**Task to carry out:**
Return each line of the records with nothing changed, pictures excepted.

(Collected data)
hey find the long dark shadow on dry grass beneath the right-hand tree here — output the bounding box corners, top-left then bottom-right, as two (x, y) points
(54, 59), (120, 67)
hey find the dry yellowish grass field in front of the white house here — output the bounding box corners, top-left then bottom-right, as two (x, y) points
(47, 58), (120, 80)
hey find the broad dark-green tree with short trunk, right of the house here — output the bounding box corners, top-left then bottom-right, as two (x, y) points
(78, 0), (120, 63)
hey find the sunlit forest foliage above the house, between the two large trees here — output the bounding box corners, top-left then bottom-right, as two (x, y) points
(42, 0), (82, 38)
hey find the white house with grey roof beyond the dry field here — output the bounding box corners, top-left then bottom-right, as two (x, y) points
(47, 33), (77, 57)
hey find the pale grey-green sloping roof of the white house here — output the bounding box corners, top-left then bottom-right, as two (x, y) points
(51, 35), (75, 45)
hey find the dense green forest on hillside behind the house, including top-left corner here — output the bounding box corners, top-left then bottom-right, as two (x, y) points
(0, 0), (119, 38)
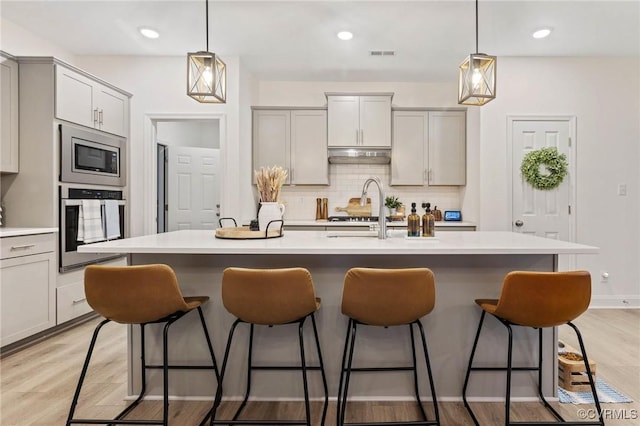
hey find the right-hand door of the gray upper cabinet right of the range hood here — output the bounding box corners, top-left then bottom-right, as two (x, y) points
(429, 111), (467, 185)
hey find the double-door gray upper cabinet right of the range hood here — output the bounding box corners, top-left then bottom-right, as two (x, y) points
(391, 108), (467, 186)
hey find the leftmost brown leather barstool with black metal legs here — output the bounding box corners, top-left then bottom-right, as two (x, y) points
(67, 265), (220, 426)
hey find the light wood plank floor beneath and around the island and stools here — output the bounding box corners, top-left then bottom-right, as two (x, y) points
(0, 310), (640, 426)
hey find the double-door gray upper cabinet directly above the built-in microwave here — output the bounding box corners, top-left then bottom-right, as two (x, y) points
(55, 65), (129, 137)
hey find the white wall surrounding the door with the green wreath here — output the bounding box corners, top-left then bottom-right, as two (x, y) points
(479, 57), (640, 306)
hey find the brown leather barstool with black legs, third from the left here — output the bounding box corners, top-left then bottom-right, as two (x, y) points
(337, 268), (440, 426)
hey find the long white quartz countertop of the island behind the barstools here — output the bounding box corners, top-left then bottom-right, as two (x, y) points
(78, 230), (599, 255)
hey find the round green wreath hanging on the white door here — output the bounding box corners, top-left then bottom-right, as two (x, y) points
(520, 147), (569, 190)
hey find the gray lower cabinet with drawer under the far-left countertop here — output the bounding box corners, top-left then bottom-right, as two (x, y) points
(0, 233), (56, 346)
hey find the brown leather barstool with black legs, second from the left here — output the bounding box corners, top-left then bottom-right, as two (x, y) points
(201, 268), (329, 426)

**Written answer:**
hey find the long dark shadow on dry grass beneath the right-hand tree here — output the bounding box corners, top-left then bottom-right, as two (x, y) points
(54, 59), (120, 67)
hey find the dry yellowish grass field in front of the white house here — output the bounding box corners, top-left then bottom-right, as two (x, y) points
(47, 58), (120, 80)
hey find the broad dark-green tree with short trunk, right of the house here — output the bounding box corners, top-left then bottom-right, as two (x, y) points
(78, 0), (120, 63)
hey find the sunlit forest foliage above the house, between the two large trees here — output the bounding box corners, top-left then bottom-right, as two (x, y) points
(42, 0), (82, 38)
hey find the white house with grey roof beyond the dry field here — output the bounding box corners, top-left then bottom-right, as two (x, y) points
(47, 33), (77, 57)
hey find the pale grey-green sloping roof of the white house here — output the bounding box corners, top-left then bottom-right, as two (x, y) points
(51, 35), (75, 45)
hey find the dense green forest on hillside behind the house, including top-left corner here — output the bounding box corners, top-left then bottom-right, as two (x, y) points
(0, 0), (119, 38)
hey find the right-hand door of the gray upper cabinet right of the range hood here — output the bounding box corners, top-left then bottom-right, as two (x, y) points
(429, 111), (467, 185)
hey find the double-door gray upper cabinet right of the range hood here — output the bounding box corners, top-left then bottom-right, as two (x, y) points
(391, 108), (467, 186)
hey find the leftmost brown leather barstool with black metal legs here — output the bounding box corners, top-left then bottom-right, as two (x, y) points
(67, 265), (220, 426)
hey find the light wood plank floor beneath and around the island and stools here — output the bounding box corners, top-left then bottom-right, as two (x, y) points
(0, 310), (640, 426)
hey find the double-door gray upper cabinet directly above the built-in microwave here — output the bounding box corners, top-left then bottom-right, as two (x, y) points
(55, 65), (129, 137)
hey find the white wall surrounding the door with the green wreath here — output the bounding box corners, top-left then bottom-right, as two (x, y) points
(479, 57), (640, 306)
hey find the brown leather barstool with black legs, third from the left here — output the bounding box corners, top-left then bottom-right, as two (x, y) points
(337, 268), (440, 426)
hey find the long white quartz countertop of the island behind the barstools here — output the bounding box corners, top-left then bottom-right, as two (x, y) points
(78, 230), (599, 255)
hey find the round green wreath hanging on the white door here — output the bounding box corners, top-left then bottom-right, as two (x, y) points
(520, 147), (569, 190)
hey find the gray lower cabinet with drawer under the far-left countertop here — output the bounding box corners, top-left then bottom-right, as two (x, y) points
(0, 233), (56, 346)
hey find the brown leather barstool with black legs, second from the left here — output the bounding box corners, top-left then bottom-right, as two (x, y) points
(201, 268), (329, 426)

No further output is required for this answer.